[Excerpt from a dataset]
╔══
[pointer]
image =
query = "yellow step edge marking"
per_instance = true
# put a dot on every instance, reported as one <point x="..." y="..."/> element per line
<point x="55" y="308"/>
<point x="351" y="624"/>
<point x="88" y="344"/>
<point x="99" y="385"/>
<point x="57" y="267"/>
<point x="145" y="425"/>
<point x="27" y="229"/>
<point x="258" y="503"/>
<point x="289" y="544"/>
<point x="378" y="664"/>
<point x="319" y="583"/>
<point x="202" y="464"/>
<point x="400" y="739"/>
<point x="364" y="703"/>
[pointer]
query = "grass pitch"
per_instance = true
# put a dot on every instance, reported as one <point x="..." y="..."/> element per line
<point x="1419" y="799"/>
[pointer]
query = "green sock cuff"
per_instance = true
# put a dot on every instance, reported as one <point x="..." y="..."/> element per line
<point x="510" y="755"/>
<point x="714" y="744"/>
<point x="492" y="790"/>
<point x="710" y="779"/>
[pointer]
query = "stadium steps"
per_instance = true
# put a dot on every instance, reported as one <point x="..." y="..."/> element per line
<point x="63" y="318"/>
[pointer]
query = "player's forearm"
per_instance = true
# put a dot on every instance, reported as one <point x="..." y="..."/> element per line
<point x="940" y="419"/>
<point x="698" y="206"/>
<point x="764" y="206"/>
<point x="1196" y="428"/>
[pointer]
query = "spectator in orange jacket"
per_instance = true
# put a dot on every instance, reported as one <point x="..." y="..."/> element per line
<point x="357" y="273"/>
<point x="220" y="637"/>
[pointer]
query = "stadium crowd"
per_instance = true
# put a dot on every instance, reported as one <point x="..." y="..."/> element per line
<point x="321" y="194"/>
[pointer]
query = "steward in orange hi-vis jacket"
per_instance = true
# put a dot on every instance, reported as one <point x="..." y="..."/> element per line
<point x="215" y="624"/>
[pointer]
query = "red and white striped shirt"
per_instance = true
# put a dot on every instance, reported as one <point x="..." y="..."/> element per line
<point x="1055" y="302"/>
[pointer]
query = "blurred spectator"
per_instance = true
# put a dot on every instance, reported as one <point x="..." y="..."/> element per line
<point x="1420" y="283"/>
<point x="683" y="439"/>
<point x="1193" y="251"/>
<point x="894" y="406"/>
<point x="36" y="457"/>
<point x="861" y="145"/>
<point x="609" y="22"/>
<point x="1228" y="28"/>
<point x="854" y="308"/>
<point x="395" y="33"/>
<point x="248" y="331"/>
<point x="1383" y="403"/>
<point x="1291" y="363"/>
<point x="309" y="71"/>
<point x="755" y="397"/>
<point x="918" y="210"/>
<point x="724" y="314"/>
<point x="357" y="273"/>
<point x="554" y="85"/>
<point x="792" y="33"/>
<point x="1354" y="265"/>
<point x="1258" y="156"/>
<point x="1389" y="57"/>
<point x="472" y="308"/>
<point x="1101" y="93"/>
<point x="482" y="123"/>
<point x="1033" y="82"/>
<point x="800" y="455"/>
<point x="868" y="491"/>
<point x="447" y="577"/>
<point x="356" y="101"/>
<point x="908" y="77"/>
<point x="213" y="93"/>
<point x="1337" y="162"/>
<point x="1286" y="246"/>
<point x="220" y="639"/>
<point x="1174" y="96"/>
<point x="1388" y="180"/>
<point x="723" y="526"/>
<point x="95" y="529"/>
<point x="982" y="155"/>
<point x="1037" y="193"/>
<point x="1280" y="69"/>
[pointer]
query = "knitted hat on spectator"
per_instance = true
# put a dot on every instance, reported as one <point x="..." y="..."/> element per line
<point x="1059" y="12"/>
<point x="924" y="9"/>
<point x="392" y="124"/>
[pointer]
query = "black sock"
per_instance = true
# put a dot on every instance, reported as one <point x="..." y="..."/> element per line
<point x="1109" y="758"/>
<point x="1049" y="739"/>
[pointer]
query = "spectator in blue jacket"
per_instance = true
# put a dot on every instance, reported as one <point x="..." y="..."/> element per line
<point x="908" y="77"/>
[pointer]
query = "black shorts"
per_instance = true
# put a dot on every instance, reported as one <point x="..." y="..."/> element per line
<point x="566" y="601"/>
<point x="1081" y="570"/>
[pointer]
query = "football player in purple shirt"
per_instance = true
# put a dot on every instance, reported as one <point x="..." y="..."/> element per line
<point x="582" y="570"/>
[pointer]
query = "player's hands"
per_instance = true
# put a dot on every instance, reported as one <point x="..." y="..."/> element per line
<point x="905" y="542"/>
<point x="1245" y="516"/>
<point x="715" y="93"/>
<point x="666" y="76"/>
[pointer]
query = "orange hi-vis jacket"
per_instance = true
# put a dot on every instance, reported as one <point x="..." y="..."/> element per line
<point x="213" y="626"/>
╚══
> _The exercise_
Repeat the material in full, exactly as it stands.

> _Solution_
[pointer]
image =
query = "yellow step edge marking"
per_instance = true
# put a dot on every instance, reported as one <point x="..." y="..."/> element per line
<point x="55" y="308"/>
<point x="351" y="624"/>
<point x="88" y="344"/>
<point x="99" y="385"/>
<point x="57" y="267"/>
<point x="145" y="425"/>
<point x="27" y="229"/>
<point x="258" y="503"/>
<point x="289" y="544"/>
<point x="378" y="664"/>
<point x="319" y="583"/>
<point x="202" y="464"/>
<point x="400" y="739"/>
<point x="364" y="703"/>
[pointer]
query = "grass pitch"
per_instance = true
# put a dot on every instance, reported as one <point x="..." y="..."/> element per line
<point x="1419" y="799"/>
[pointer]
query = "green sock cuff"
per_instance = true
# put a dot on every instance, reported as one <point x="..." y="..."/> element per line
<point x="510" y="755"/>
<point x="714" y="744"/>
<point x="492" y="790"/>
<point x="710" y="779"/>
[pointer]
query = "stadium steps"
per_instance = true
# put a dot on every instance, reported as one <point x="..." y="..."/> element per line
<point x="63" y="318"/>
[pointer]
query = "player's forearm"
per_instance = true
# put a dot on every instance, reported as one <point x="..." y="..."/> element per line
<point x="940" y="419"/>
<point x="698" y="206"/>
<point x="764" y="206"/>
<point x="1196" y="428"/>
[pointer]
query = "spectator in orange jacket"
per_instance = true
# put a dot on every instance, reported as one <point x="..." y="..."/> element per line
<point x="357" y="273"/>
<point x="220" y="637"/>
[pointer]
query = "stadium crowd"
per_instance = true
# put a dot on every instance, reported as one <point x="..." y="..."/> element per line
<point x="321" y="194"/>
[pointer]
query = "steward in orange hi-vis jacket"
per_instance = true
# put a dot on every instance, reported as one <point x="..." y="..."/> element per line
<point x="215" y="624"/>
[pointer]
query = "red and white striped shirt"
per_instance = true
# put a dot on every instance, reported as one <point x="..." y="..."/> element per line
<point x="1055" y="302"/>
[pointer]
query = "blurred spectator"
per_instance = true
# put a dot on every instance, reported as one <point x="..." y="..."/> element per line
<point x="1420" y="283"/>
<point x="683" y="439"/>
<point x="1193" y="251"/>
<point x="894" y="406"/>
<point x="36" y="457"/>
<point x="861" y="145"/>
<point x="609" y="22"/>
<point x="1228" y="28"/>
<point x="854" y="308"/>
<point x="395" y="33"/>
<point x="248" y="331"/>
<point x="1383" y="403"/>
<point x="1291" y="363"/>
<point x="309" y="71"/>
<point x="755" y="397"/>
<point x="918" y="210"/>
<point x="724" y="314"/>
<point x="357" y="273"/>
<point x="554" y="85"/>
<point x="792" y="33"/>
<point x="1354" y="265"/>
<point x="1258" y="156"/>
<point x="1389" y="57"/>
<point x="472" y="308"/>
<point x="1101" y="93"/>
<point x="482" y="123"/>
<point x="1033" y="82"/>
<point x="800" y="455"/>
<point x="868" y="491"/>
<point x="447" y="577"/>
<point x="356" y="101"/>
<point x="908" y="77"/>
<point x="213" y="93"/>
<point x="1337" y="162"/>
<point x="1286" y="246"/>
<point x="220" y="639"/>
<point x="1174" y="96"/>
<point x="1388" y="180"/>
<point x="723" y="526"/>
<point x="95" y="529"/>
<point x="982" y="155"/>
<point x="1037" y="193"/>
<point x="1280" y="69"/>
[pointer]
query = "knitted hat on spectator"
per_instance = true
# put a dot on every instance, reported as one <point x="..." y="..."/> element per line
<point x="1059" y="12"/>
<point x="924" y="9"/>
<point x="392" y="124"/>
[pointer]
query = "black sock"
per_instance = true
# put a dot on every instance, reported as one <point x="..." y="..."/> element per line
<point x="1109" y="758"/>
<point x="1049" y="739"/>
[pointer]
query = "spectator in blue jacket"
per_instance = true
# put a dot on every instance, reported as one <point x="..." y="..."/> element per line
<point x="908" y="77"/>
[pointer]
query = "black shorts"
per_instance = true
# put a dot on every instance, reported as one <point x="..." y="..."/> element per line
<point x="566" y="601"/>
<point x="1081" y="570"/>
[pointer]
query = "football player in purple shirt"
per_instance = true
# put a dot on every instance, reported as one <point x="..." y="..."/> element per line
<point x="582" y="570"/>
[pointer]
query = "player's hands"
per_instance = true
# put a dot on every instance, reported as one <point x="..." y="..."/> element per line
<point x="905" y="542"/>
<point x="1245" y="516"/>
<point x="715" y="93"/>
<point x="666" y="76"/>
[pointer]
query = "orange hi-vis jacket"
per_instance = true
# put a dot on every instance, reported as one <point x="..." y="..."/> element per line
<point x="213" y="626"/>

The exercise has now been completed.